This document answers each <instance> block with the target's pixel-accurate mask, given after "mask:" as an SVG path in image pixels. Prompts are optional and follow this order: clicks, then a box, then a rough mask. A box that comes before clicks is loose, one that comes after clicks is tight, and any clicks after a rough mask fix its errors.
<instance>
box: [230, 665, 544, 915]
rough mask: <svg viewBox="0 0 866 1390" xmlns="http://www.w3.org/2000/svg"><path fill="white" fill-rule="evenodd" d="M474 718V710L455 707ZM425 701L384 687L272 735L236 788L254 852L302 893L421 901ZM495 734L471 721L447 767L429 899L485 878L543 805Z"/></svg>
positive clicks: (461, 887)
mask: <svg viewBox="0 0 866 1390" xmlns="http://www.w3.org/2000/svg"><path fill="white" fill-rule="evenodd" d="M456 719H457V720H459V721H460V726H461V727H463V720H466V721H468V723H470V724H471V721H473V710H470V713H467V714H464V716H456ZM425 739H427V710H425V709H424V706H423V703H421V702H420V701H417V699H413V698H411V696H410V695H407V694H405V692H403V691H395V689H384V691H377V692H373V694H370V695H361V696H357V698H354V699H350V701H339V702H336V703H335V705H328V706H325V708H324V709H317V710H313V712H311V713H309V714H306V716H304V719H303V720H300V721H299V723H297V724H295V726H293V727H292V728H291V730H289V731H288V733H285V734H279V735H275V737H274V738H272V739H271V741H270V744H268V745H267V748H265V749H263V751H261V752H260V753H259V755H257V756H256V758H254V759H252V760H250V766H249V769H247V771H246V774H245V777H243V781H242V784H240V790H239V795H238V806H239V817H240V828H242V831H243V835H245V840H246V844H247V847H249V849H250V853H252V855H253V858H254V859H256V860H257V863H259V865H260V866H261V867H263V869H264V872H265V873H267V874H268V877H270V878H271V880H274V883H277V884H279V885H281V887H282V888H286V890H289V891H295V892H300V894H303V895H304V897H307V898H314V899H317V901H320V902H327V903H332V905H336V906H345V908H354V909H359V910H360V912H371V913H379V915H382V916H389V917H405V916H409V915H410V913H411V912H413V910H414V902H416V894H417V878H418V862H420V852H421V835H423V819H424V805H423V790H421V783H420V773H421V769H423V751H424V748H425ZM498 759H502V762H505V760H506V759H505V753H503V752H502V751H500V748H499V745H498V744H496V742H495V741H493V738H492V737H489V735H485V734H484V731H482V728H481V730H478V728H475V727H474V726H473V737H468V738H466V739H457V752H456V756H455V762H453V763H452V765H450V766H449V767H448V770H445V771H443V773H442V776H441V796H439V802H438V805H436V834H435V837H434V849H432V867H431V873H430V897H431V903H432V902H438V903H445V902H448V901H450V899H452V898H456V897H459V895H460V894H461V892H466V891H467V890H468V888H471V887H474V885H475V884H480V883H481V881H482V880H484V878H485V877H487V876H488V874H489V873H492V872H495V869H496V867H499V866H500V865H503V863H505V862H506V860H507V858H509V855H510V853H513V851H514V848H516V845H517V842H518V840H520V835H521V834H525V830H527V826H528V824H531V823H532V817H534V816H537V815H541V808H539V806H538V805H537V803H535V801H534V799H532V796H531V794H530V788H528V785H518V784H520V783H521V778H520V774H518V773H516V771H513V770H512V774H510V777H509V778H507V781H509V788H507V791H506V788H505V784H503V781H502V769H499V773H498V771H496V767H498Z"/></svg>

----------------

> PROMPT: Find every line in the entries that includes the word "instance", then state how many there are and nothing else.

> RESPONSE AREA: 2